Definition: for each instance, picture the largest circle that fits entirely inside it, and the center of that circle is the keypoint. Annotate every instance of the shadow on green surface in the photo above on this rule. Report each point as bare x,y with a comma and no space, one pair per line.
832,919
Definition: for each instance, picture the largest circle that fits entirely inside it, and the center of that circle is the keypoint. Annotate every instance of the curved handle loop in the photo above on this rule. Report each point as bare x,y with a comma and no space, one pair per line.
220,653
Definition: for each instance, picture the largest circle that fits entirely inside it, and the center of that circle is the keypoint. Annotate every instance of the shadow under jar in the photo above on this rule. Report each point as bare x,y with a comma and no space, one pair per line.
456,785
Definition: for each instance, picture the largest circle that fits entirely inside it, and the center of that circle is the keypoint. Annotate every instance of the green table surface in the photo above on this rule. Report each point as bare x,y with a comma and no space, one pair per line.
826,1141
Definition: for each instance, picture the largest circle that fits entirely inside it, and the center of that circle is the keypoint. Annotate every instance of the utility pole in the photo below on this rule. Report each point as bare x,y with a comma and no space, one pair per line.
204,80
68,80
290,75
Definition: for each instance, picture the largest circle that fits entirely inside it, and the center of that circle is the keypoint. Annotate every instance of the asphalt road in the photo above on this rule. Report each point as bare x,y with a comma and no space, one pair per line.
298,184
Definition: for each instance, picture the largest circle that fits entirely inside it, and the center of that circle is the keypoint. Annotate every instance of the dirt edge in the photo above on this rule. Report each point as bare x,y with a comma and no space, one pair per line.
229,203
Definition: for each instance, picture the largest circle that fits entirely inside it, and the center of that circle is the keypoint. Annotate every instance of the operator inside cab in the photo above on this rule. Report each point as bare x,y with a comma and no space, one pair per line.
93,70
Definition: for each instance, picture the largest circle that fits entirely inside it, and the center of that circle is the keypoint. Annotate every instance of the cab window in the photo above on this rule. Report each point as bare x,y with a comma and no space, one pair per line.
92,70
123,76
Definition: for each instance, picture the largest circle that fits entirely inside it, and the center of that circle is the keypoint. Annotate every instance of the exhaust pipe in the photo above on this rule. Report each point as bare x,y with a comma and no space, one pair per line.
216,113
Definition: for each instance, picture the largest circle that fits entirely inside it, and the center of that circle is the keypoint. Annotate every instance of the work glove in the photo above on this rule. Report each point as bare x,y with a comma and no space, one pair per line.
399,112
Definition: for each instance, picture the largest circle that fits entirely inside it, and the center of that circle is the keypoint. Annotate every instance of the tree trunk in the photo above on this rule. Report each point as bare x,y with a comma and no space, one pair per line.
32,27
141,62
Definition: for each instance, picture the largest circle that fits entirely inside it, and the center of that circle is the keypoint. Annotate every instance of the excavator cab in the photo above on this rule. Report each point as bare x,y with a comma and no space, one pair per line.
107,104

- - - -

◆ Problem to solve
Every record above should be copied exactly.

◆ Answer to this task
Definition: for each instance, picture the largest circle that fits entirely inside it, and the center of that circle is the keypoint. Annotate every instance of the shadow on green surface in the photo above on this rule. Report each point as bare x,y with a comma and no space, one pair per line.
832,919
Definition: for each instance, picture the largest circle that fits entirely inside it, and the center of that circle is the keypoint. Annotate every instance of the curved handle loop in the photo above on this rule. Report each point as bare x,y with a comma and no space, one pair per line.
220,653
Definition: for each instance, picture the largest circle that fits entirely inside it, and the center of that circle is the keypoint. Annotate every instance of the shadow under jar in the photo above on this rule. Report each point as bare x,y with a comma and no space, one pair per line.
456,785
Definition: for each instance, picture the largest circle that fits entirely inside it, and the center of that circle is the keypoint. Annotate every instance of the green table surface in the photo above on this rule. Report each point as bare x,y with a comma and no space, one pair per line.
826,1141
Definition: for each instance, picture the largest circle that fits entirely inside it, and the center of that circle is the keypoint. Annotate every instance of the utility pole in the photo below on this rule. Report each point as bare x,y with a comma and no space, one pair per line.
204,80
68,80
290,75
Definition: for each instance, picture the largest circle that fits entirely inside it, and the center of that circle is the keypoint. Annotate every instance of the asphalt road in the photo above on this rule. Report each point as bare x,y with a comma and no space, one pair per line.
298,184
Definition: for each instance, picture the largest circle that fits entirely inside it, and the center of that circle is the keypoint. Annotate every instance of the dirt edge in the photo above on this rule. Report each point as bare x,y with a comma and no space, one pair per line.
229,203
Definition: for each instance, picture the largest circle that fits entirely inside it, and the center of that circle is the keypoint. Annotate every instance of the operator inside cab in the photo above on this rule. Report each point as bare x,y with a comma and no space, one pair per line.
93,70
Definition: for each instance, picture the largest circle that fits entirely inside it, and the center of that circle is the keypoint. Annotate every instance of the cab window in the photo above on this rule. Report each point as bare x,y with a comma and no space, one pair per line.
92,70
123,76
Definition: for each instance, picture the largest circle that fits entirely inside it, and the center of that circle is the keypoint. Annotate every instance of the exhaust pipe in the photo above on this rule. Report each point as bare x,y with a comma and no space, one pair per line.
216,113
Definition: for each instance, picture the largest circle that fits entirely inside it, and the center of that circle is the keypoint. Annotate every instance of the work glove in the photo above on this rule. Report each point as bare x,y with a comma and no space, one pair per line.
399,112
Definition: for each instance, picture the largest circle that fits entirely inside it, and the center of that circle is the keypoint. Annotate every instance of the tree trunk in the photo above on this rule. Report each point as bare x,y with a comma and no space, one pair per line.
32,27
141,62
Definition: for each instance, picture the largest circle that fits entirely inside it, and the center of that circle is the keypoint. Annotate every instance of the excavator cab in the photo above on this rule. Report each point as bare x,y with a comma and no space, one pair per line.
107,104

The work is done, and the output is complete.